----- SOURCE -----
La musique de Panda Bear, c'est comme les huitres

En écoutant le dernier album de Panda Bear, je me suis fait la réflexion que la musique de certains artistes ressemble pas mal à des huitres. Objectivement, les huitres, c'est dégueulasse. C'est quand même une espèce de poubelle de mer visqueuse, salée, iodée, qui pue, demande des efforts démesurés pour être consommé et qui vous rend malade une fois sur deux. Pourtant, vous trouverez toujours des foodies pour vous les vanter comme un met des Dieux, pour louer la minéralité qui se dégage de leur fumet. Certains chefs tenteront de vous les préparer au gratin ou en carpaccio pour cacher derrière des épices leur goût immonde, derrière des artifices leur consistance peu ragoutante. Les plus doués réussissent à maintenir l'illusion les premières bouchées, mais très vite, la réalité putride de l'huitre rattrape leur plat.
----- JEU DE DONNÉES -----
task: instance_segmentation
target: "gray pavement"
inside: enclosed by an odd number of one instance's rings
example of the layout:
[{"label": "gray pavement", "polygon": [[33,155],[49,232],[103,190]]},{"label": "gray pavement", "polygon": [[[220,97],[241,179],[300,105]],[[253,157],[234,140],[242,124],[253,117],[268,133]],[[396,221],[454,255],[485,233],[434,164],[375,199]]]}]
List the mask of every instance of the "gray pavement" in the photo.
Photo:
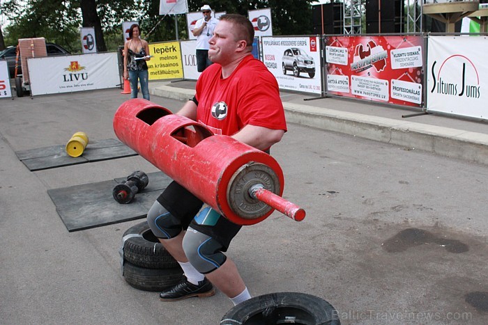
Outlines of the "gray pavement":
[{"label": "gray pavement", "polygon": [[[174,111],[194,85],[151,82],[151,100]],[[310,97],[282,93],[289,132],[273,150],[284,196],[307,217],[275,212],[229,249],[251,294],[308,292],[346,324],[488,324],[488,298],[476,296],[488,292],[486,123]],[[156,171],[144,159],[30,172],[15,156],[77,131],[114,138],[127,99],[112,89],[0,100],[1,324],[213,324],[231,308],[220,292],[164,303],[127,285],[118,250],[140,221],[66,230],[47,190]]]}]

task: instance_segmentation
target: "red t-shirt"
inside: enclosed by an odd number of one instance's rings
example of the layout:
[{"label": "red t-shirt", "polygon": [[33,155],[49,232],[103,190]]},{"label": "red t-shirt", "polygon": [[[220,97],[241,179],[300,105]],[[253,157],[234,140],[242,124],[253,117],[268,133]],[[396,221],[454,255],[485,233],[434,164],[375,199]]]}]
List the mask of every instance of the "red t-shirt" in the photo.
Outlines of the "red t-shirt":
[{"label": "red t-shirt", "polygon": [[287,130],[276,79],[252,55],[224,79],[222,66],[211,65],[200,75],[196,90],[197,120],[215,134],[231,136],[247,125]]}]

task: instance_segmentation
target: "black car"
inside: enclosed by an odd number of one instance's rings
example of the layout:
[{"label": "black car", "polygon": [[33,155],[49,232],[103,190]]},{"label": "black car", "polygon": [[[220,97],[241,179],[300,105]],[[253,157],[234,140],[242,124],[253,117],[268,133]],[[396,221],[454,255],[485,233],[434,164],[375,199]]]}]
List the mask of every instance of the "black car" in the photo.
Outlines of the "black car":
[{"label": "black car", "polygon": [[[10,78],[13,78],[15,74],[15,57],[17,56],[15,50],[16,47],[15,46],[10,46],[0,52],[0,60],[4,58],[7,61],[8,73],[10,75]],[[46,43],[46,50],[47,51],[47,55],[49,56],[70,54],[66,49],[54,43]],[[20,56],[19,56],[19,67],[17,69],[17,74],[22,74],[22,69],[20,67]]]}]

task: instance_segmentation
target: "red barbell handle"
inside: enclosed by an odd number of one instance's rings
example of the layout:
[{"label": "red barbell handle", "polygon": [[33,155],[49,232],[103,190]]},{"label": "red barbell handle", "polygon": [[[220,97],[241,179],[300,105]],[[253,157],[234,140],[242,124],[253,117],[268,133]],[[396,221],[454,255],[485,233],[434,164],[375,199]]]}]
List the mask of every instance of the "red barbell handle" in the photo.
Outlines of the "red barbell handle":
[{"label": "red barbell handle", "polygon": [[305,212],[303,209],[268,191],[261,184],[252,187],[249,189],[249,194],[252,198],[264,202],[296,221],[301,221],[305,218]]}]

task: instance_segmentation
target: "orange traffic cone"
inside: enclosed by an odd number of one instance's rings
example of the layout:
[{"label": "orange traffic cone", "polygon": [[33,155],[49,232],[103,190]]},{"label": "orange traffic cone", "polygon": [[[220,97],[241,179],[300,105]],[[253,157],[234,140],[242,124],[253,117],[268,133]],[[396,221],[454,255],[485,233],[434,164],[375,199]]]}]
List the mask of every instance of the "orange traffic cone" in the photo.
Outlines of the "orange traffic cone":
[{"label": "orange traffic cone", "polygon": [[130,94],[130,83],[128,79],[123,79],[123,91],[121,93],[121,94]]}]

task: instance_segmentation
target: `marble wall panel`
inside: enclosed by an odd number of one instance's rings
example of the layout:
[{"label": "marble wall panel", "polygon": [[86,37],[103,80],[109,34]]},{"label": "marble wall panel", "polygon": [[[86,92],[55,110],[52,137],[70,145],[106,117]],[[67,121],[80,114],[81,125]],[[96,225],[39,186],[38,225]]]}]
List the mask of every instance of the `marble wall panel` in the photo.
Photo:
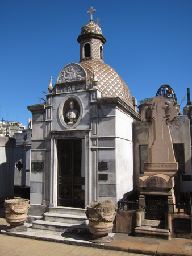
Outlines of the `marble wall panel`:
[{"label": "marble wall panel", "polygon": [[43,194],[37,193],[30,193],[30,204],[43,204]]},{"label": "marble wall panel", "polygon": [[99,184],[99,196],[106,197],[116,197],[116,185]]},{"label": "marble wall panel", "polygon": [[33,141],[32,145],[32,149],[44,149],[45,141]]},{"label": "marble wall panel", "polygon": [[99,160],[115,160],[115,149],[99,149]]},{"label": "marble wall panel", "polygon": [[43,182],[44,172],[32,171],[31,172],[31,182]]},{"label": "marble wall panel", "polygon": [[132,141],[133,118],[119,109],[116,110],[116,135],[118,137]]},{"label": "marble wall panel", "polygon": [[115,115],[115,109],[110,106],[99,106],[98,108],[99,117],[107,117],[109,115]]},{"label": "marble wall panel", "polygon": [[99,136],[115,136],[115,118],[114,117],[98,119]]},{"label": "marble wall panel", "polygon": [[115,147],[115,138],[99,138],[99,147]]},{"label": "marble wall panel", "polygon": [[[99,160],[102,162],[101,160]],[[104,162],[107,162],[107,170],[102,171],[99,170],[99,172],[116,172],[115,167],[115,160],[107,160],[107,161],[105,160]]]},{"label": "marble wall panel", "polygon": [[116,172],[99,172],[99,174],[107,174],[107,180],[99,180],[99,184],[107,184],[107,185],[115,185],[116,184]]},{"label": "marble wall panel", "polygon": [[31,193],[43,193],[44,183],[43,182],[31,182]]}]

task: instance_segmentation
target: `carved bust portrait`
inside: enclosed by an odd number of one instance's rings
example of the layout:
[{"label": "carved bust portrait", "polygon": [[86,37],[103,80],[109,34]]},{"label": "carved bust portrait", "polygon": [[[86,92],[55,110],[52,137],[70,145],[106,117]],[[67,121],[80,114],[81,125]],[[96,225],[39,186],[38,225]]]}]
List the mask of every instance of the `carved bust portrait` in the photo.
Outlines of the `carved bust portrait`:
[{"label": "carved bust portrait", "polygon": [[67,122],[68,125],[73,125],[77,122],[79,117],[79,112],[74,108],[74,102],[71,101],[69,102],[70,110],[67,112],[66,117],[69,122]]}]

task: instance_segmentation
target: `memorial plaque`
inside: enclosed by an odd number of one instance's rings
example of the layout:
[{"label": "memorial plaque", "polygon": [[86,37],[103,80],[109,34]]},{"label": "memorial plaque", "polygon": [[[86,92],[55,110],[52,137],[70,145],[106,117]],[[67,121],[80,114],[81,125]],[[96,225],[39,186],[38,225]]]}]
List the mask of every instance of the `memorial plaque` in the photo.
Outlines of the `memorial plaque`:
-----
* ÉNONCÉ DU PROBLÈME: Pouvez-vous restituer mot pour mot le passage du texte sur Panda Bear et les huîtres qui va de « En écoutant le » jusqu'à « rattrape leur plat. » ? Les lignes ne jouent ici aucun rôle.

* RÉPONSE À L'EXERCICE:
En écoutant le dernier album de Panda Bear, je me suis fait la réflexion que la musique de certains artistes ressemble pas mal à des huitres. Objectivement, les huitres, c'est dégueulasse. C'est quand même une espèce de poubelle de mer visqueuse, salée, iodée, qui pue, demande des efforts démesurés pour être consommé et qui vous rend malade une fois sur deux. Pourtant, vous trouverez toujours des foodies pour vous les vanter comme un met des Dieux, pour louer la minéralité qui se dégage de leur fumet. Certains chefs tenteront de vous les préparer au gratin ou en carpaccio pour cacher derrière des épices leur goût immonde, derrière des artifices leur consistance peu ragoutante. Les plus doués réussissent à maintenir l'illusion les premières bouchées, mais très vite, la réalité putride de l'huitre rattrape leur plat.